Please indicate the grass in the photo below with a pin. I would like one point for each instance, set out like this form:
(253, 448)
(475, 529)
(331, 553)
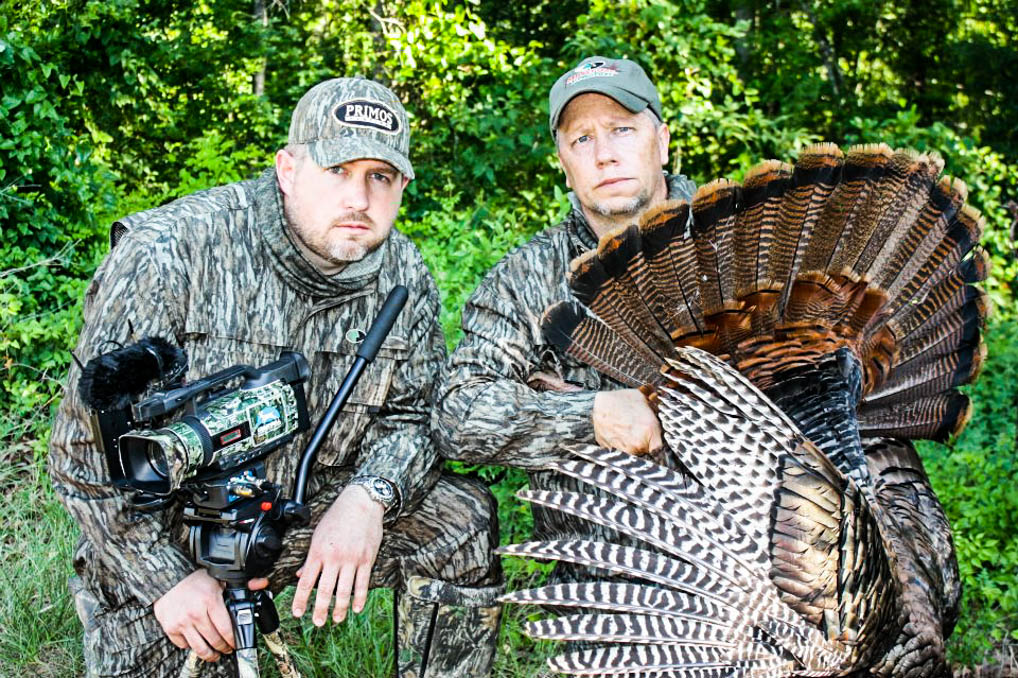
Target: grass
(40, 634)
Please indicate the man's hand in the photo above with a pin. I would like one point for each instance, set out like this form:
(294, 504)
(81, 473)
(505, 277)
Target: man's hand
(624, 420)
(192, 615)
(341, 556)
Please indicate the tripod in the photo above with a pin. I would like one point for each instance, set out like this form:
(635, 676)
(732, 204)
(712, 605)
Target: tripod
(237, 522)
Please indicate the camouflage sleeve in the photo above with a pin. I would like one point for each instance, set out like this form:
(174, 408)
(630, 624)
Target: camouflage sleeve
(486, 412)
(135, 287)
(397, 446)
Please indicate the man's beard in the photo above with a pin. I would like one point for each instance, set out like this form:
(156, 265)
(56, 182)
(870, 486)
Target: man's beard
(336, 252)
(630, 208)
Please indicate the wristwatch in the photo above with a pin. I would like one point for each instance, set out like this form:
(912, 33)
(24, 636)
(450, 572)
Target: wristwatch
(378, 489)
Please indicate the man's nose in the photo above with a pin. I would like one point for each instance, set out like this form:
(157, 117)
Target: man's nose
(604, 152)
(354, 195)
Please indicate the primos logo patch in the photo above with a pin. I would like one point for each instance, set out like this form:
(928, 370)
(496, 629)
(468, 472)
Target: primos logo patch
(366, 113)
(592, 69)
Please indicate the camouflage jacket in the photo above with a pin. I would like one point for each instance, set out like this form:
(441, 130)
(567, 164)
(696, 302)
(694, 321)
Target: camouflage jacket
(217, 273)
(492, 406)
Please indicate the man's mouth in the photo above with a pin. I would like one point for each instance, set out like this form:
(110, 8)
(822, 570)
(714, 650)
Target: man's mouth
(612, 181)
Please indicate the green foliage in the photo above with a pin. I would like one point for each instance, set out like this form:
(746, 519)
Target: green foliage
(974, 478)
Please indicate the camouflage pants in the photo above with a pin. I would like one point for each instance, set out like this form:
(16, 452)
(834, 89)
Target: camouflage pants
(447, 535)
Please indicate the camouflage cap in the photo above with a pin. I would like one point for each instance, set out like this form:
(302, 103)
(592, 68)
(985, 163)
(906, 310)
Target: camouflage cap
(351, 118)
(621, 79)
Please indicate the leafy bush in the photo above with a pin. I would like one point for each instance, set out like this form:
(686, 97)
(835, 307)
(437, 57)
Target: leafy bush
(974, 478)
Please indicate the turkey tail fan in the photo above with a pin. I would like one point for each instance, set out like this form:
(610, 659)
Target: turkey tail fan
(814, 177)
(672, 261)
(714, 236)
(584, 337)
(866, 250)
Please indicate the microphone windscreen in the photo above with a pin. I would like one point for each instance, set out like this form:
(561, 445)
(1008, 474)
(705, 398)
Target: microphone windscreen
(114, 380)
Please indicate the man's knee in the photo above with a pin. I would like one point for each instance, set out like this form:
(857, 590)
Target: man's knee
(459, 525)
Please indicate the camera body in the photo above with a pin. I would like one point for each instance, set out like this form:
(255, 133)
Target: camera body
(218, 430)
(204, 441)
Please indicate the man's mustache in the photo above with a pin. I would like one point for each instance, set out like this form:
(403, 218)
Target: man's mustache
(353, 217)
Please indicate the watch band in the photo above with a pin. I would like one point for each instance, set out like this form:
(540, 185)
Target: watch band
(378, 489)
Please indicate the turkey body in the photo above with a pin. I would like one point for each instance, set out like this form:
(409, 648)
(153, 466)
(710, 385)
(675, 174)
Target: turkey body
(794, 336)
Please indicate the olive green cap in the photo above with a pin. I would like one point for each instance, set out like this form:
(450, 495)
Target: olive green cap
(352, 118)
(621, 79)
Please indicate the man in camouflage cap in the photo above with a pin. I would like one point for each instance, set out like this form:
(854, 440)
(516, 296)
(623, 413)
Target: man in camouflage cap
(299, 259)
(509, 397)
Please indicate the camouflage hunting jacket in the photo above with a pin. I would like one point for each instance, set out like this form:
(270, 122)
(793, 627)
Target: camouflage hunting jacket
(217, 273)
(498, 401)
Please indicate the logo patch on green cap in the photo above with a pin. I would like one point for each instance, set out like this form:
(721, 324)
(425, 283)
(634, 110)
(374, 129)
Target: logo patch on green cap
(591, 69)
(368, 113)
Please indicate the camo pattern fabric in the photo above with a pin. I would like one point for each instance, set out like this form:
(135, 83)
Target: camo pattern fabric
(446, 631)
(507, 396)
(217, 273)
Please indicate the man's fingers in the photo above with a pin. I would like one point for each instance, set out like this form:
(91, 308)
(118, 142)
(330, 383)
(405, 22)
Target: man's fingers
(343, 594)
(259, 583)
(220, 618)
(327, 583)
(308, 575)
(212, 636)
(360, 587)
(198, 643)
(178, 639)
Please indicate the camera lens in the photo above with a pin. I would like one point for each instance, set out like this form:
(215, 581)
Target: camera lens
(157, 458)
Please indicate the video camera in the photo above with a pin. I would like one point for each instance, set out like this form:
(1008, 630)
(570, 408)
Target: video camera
(220, 429)
(212, 455)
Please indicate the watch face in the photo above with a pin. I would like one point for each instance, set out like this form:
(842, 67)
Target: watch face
(383, 489)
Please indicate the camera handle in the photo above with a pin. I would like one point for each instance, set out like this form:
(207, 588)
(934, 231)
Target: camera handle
(248, 608)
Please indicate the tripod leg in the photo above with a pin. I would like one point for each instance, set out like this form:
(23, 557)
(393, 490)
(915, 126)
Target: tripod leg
(274, 641)
(241, 605)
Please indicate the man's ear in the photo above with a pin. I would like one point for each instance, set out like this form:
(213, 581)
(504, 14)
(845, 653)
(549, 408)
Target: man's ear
(664, 135)
(286, 170)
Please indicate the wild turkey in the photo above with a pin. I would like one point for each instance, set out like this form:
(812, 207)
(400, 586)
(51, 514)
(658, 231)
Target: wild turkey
(793, 530)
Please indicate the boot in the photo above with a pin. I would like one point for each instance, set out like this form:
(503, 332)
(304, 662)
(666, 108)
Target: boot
(446, 631)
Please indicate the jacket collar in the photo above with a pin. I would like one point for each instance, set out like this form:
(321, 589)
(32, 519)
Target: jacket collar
(582, 237)
(287, 261)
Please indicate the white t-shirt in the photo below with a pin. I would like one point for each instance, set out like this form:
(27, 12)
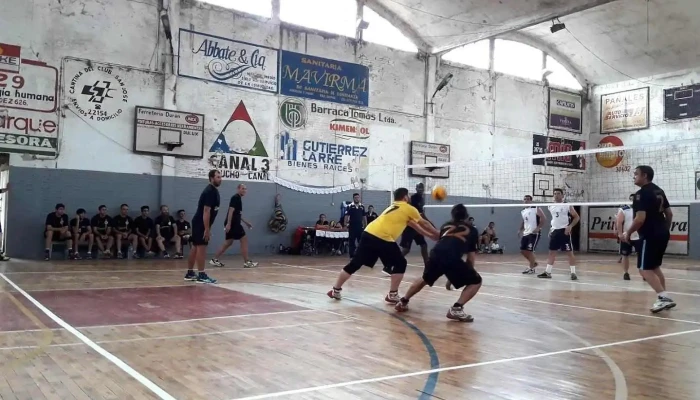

▶ [Task goal] Please reproduce each line of the listing above exactly, skipping pictures.

▶ [Answer for the task]
Please indicate the grass in the photo below with a pin. I would like one point for each instance, set out like this form:
(253, 448)
(475, 529)
(331, 553)
Target: grass
(40, 634)
Please indicate the man's hand in the photo above with a pin. I would like one point for each instance, set out like this form:
(294, 504)
(81, 473)
(505, 277)
Target: man's hand
(624, 420)
(192, 615)
(341, 556)
Please indicate the tripod in the photo above with a pin. I would like one point for each instance, set out like this form:
(635, 676)
(732, 204)
(712, 605)
Target: tripod
(237, 522)
Please indicate the camouflage sleeve in the photo above with a pin. I would like one point for each instance, set out like this form:
(174, 408)
(630, 624)
Target: camouflage sleeve
(486, 412)
(135, 287)
(397, 446)
Please indicate the man's beard in the photo above with a pin. I would like one point for each instance, set out like this form:
(156, 265)
(56, 182)
(870, 486)
Target: man's beard
(336, 252)
(630, 208)
Please indicate the wristwatch in the photo above with a pin. I would like one point for each instance, set out like this form:
(912, 33)
(24, 636)
(450, 572)
Target: wristwatch
(378, 489)
Please indicate the man's nose in the photo above with a pin. I would like one point for each instance, set out like this form:
(157, 117)
Target: man's nose
(604, 152)
(354, 195)
Please indicate the primos logo patch in the photo above with a pin. I would like one point for each instance, set out like this form:
(928, 370)
(496, 629)
(468, 472)
Target: primos logo patch
(366, 113)
(592, 69)
Please indicate the camouflage jacket in the photo above with a pin. I would like one point for each instance, set out like this form:
(441, 130)
(567, 164)
(696, 302)
(694, 321)
Target: camouflage jacket
(217, 273)
(492, 406)
Please indicate the man's mouth in the photo above with a pin. I would like one point for each instance, set out like this form:
(110, 8)
(822, 570)
(714, 650)
Target: man's mouth
(612, 181)
Please indicate the green foliage in the photo above with a pin. I would like one point for each instance, set out like this form:
(746, 519)
Target: green foliage
(974, 478)
Please indicate the camouflage pants in the photo above with a pin. I would like one point for each instance, set out like this form:
(16, 452)
(834, 89)
Target: camouflage pants
(447, 535)
Please indicate the camouflage cap in the photo above with a pin. I would like one point for each instance, set out like this form:
(302, 103)
(592, 68)
(985, 163)
(906, 310)
Target: camouflage cap
(351, 118)
(621, 79)
Please indicate the leafy bush in the photo above with a pin. I would like one point for each instance, set out like this form:
(686, 97)
(835, 307)
(437, 57)
Target: leafy bush
(974, 478)
Please indicate the turkey tail fan in the photo above with a pin. I would like one point for each instance, set out like this form:
(610, 659)
Target: turkey tail fan
(814, 177)
(672, 261)
(714, 236)
(584, 337)
(866, 250)
Please indicate the microphone windscreen in the photo above with a pin. I would like one point for each instance, set out like this form:
(561, 445)
(1008, 474)
(705, 398)
Target: microphone windscreen
(114, 380)
Please indicate the man's knee in the photo above with a pin. I would like one point for each instance, set out like this form:
(857, 590)
Target: man's knee
(459, 525)
Please indicate the camera body in the photo above with a pin. I would like one point for each instance, set out like this form:
(255, 133)
Target: camera body
(218, 430)
(204, 441)
Please indicate the man's mustache in the photo above with a pin. I would like one point for each instance, set out like this form:
(403, 218)
Target: man's mustache
(353, 217)
Please indicate the watch band in the photo above with a pin. I would like one point for each instance, set out like this form:
(540, 185)
Target: watch band
(378, 489)
Please indicate the turkey body in the photo above with a pin. I would like one point for each instance, set out like this form:
(409, 648)
(153, 466)
(710, 385)
(675, 174)
Target: turkey body
(794, 336)
Please indicate the olive green cap in the photo above with a pin. I would like one point for each instance, set out like this form:
(450, 495)
Target: olive green cap
(352, 118)
(621, 79)
Please indicate the man in camouflage cap in the photo above with a pin. I would like one point for each instance, set out like this form:
(854, 440)
(516, 296)
(623, 413)
Target: man in camouflage cap
(299, 259)
(509, 397)
Please indicate the camouflage hunting jacket in the photo above with a pin. I would like one point for each instance, set out like this form:
(270, 122)
(793, 627)
Target: camouflage hunting jacket
(217, 273)
(498, 401)
Please indicate the logo patch on green cap in the photo above with a pin. I would like one point for each instance, set out like this form:
(721, 324)
(425, 283)
(634, 110)
(374, 129)
Target: logo patch on green cap
(591, 69)
(368, 113)
Please indicate the camo pattern fabric in the photo above with a pin. I would like one point for each instance, set out like this form:
(135, 83)
Target: camo pattern fabric
(446, 631)
(507, 396)
(217, 273)
Please indicate the man's fingers in the photo above with a pin. I would like one point for each instance, set out like this form:
(91, 308)
(118, 142)
(330, 383)
(405, 22)
Target: man's fingers
(343, 594)
(259, 583)
(220, 618)
(327, 583)
(308, 575)
(212, 636)
(360, 587)
(198, 643)
(178, 639)
Please indicate the camera lens in the photo above with a pin. I would like one point for each instance, set out like this form:
(215, 581)
Target: camera lens
(157, 458)
Please indicate the video camera in the photo above with a pin. I would like one point for each instance, set out like this form:
(1008, 630)
(570, 408)
Target: video camera
(220, 429)
(212, 455)
Please indicate the watch face in the photo above with a pin. I would like one point for each instance, set out like this form:
(842, 67)
Target: watch face
(383, 489)
Please indicate the camera handle in the photo above with a pin. I would like one point for each instance, set out like this form:
(207, 588)
(934, 231)
Target: camera handle
(248, 608)
Please indicate the tripod leg in the photo above with a pin. I would like one point for each instance, set out like this form:
(23, 557)
(393, 490)
(915, 126)
Target: tripod leg
(274, 641)
(241, 605)
Please indicate the man's ear in the photo above with a pin. I would like one point for each instance, set out like this form:
(213, 581)
(504, 14)
(845, 653)
(549, 408)
Target: man's ear
(664, 135)
(286, 170)
Please indicate the wild turkey in the photo above with a pin. I would like one point for each instance, set out like this form:
(812, 207)
(400, 586)
(51, 514)
(658, 231)
Target: wild turkey
(793, 530)
Please indicate the boot in the photo above with a pin. I would like one point for each instance, set out like this form:
(503, 332)
(304, 662)
(666, 108)
Target: boot
(446, 631)
Please indicate the jacket collar in the photo above with a pin. I would like one point for each instance, set out like this form:
(321, 589)
(32, 519)
Target: jacket collar
(582, 237)
(287, 261)
Please indicate the white t-shirt in the photo below with a pin. I would like one point for each instance, set out like this form:
(27, 12)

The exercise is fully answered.